_Set exercise:_ Extract every line of the material below that contains the string "fence". Matches are case-sensitive.

_Provided entries:_

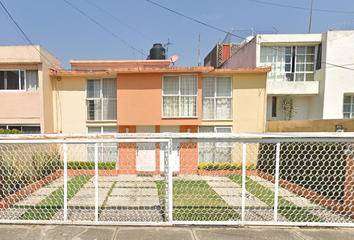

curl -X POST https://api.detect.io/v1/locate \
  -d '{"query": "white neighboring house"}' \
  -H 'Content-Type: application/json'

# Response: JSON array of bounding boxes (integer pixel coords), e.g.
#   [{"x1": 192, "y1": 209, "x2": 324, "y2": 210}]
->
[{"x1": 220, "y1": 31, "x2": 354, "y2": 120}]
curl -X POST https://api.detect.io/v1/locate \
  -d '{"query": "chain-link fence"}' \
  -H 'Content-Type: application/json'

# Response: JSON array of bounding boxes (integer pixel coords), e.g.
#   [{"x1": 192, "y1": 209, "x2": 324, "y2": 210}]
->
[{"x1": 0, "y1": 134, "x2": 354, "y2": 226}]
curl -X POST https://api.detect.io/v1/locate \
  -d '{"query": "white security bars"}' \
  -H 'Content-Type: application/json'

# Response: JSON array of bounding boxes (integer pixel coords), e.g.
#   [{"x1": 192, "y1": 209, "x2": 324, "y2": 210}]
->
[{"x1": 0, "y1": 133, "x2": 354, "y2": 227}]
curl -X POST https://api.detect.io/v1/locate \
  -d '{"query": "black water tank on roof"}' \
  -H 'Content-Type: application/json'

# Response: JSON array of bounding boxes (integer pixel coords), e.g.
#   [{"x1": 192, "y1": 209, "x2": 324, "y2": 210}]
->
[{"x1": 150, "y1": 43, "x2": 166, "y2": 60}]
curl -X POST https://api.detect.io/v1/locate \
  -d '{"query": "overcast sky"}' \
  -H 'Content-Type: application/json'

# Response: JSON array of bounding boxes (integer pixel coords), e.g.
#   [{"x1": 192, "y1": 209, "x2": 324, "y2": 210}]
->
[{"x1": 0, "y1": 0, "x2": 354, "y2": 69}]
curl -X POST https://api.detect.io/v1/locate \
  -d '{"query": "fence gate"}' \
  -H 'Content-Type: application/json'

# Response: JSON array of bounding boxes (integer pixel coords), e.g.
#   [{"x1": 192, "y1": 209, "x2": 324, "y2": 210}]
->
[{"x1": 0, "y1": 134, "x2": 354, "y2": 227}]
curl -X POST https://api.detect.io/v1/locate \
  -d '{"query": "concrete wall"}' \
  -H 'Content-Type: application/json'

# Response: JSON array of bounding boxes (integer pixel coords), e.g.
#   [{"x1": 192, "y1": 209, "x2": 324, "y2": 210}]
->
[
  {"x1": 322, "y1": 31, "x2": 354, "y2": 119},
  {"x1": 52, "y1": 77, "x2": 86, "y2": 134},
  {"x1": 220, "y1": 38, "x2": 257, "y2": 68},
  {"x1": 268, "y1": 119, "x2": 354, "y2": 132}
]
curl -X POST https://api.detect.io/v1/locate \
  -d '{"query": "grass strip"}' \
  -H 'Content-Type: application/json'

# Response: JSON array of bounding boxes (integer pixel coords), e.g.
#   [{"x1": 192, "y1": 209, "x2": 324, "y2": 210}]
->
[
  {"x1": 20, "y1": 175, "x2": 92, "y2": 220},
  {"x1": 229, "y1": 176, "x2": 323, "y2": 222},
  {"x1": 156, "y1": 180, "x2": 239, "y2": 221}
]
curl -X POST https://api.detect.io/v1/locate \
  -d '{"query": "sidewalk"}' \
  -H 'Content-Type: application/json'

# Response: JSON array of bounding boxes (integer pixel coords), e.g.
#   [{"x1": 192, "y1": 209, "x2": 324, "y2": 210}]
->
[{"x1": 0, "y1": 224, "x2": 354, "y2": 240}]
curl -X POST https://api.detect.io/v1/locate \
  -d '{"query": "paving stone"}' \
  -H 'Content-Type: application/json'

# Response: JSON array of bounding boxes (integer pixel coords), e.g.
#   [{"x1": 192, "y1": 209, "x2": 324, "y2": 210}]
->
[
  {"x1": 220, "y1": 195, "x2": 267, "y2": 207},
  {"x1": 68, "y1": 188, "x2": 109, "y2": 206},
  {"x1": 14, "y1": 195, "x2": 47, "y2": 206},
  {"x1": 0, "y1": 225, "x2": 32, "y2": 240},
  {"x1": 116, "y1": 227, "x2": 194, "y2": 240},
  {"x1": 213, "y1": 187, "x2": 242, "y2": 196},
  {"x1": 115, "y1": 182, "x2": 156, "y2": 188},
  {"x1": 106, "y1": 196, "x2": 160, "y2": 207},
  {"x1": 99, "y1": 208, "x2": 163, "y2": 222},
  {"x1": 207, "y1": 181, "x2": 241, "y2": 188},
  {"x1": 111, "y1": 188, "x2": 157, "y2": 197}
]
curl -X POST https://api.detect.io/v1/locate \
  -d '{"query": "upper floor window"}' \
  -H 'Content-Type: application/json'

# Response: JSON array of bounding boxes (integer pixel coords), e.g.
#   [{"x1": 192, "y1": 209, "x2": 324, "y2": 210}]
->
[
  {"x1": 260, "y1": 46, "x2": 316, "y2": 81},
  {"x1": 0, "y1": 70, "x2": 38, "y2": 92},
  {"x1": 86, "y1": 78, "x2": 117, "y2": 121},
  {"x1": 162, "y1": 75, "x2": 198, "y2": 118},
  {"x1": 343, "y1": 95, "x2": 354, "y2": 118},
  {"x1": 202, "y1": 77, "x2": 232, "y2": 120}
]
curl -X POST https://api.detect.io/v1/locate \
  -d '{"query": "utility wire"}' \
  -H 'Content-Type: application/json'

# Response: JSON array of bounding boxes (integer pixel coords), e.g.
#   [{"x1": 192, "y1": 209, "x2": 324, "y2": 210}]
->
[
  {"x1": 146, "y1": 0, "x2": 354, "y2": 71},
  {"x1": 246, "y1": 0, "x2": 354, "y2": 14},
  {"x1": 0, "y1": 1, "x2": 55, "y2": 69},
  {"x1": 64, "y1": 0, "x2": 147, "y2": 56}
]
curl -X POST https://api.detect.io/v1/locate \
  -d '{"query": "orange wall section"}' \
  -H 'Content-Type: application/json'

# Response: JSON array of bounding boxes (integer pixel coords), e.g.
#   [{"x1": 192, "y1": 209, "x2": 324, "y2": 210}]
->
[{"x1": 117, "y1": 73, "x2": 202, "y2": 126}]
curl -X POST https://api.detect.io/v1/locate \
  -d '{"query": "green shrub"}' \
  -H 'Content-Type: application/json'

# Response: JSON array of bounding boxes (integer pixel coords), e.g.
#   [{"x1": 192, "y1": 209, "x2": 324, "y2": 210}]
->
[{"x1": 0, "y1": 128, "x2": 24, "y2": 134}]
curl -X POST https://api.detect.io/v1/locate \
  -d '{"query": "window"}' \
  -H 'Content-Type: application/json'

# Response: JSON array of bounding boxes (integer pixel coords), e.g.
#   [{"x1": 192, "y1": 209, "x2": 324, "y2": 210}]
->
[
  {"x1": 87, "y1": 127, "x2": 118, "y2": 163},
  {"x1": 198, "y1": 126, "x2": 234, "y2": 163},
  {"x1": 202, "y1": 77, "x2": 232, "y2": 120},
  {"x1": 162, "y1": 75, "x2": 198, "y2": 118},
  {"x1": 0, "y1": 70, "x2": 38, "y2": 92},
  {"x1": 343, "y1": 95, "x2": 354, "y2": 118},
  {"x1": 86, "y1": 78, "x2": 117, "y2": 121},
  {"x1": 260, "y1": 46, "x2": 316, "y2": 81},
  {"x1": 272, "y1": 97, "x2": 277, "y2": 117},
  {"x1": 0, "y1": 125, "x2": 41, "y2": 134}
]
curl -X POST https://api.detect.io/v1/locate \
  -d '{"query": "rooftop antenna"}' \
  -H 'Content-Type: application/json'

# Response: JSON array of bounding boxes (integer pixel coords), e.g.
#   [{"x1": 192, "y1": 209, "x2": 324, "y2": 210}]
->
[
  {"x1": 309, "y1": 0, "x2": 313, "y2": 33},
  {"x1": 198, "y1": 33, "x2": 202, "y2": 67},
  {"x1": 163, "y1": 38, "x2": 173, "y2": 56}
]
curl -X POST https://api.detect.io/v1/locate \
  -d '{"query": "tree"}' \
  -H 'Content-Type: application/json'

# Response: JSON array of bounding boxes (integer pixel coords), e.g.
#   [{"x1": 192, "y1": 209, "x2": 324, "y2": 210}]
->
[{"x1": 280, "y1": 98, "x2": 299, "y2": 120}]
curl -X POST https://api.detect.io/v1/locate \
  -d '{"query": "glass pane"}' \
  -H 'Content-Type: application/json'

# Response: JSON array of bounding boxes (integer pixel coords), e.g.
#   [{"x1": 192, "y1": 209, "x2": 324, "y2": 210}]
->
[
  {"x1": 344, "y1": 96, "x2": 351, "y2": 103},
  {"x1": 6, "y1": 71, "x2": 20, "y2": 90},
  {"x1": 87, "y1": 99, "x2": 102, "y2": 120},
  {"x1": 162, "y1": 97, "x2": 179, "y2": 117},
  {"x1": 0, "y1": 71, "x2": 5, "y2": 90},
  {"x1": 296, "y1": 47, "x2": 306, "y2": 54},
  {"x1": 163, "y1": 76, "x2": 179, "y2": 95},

_Response below:_
  -d '{"query": "chain-link fence"}' \
  -d '{"query": "fence gate"}' \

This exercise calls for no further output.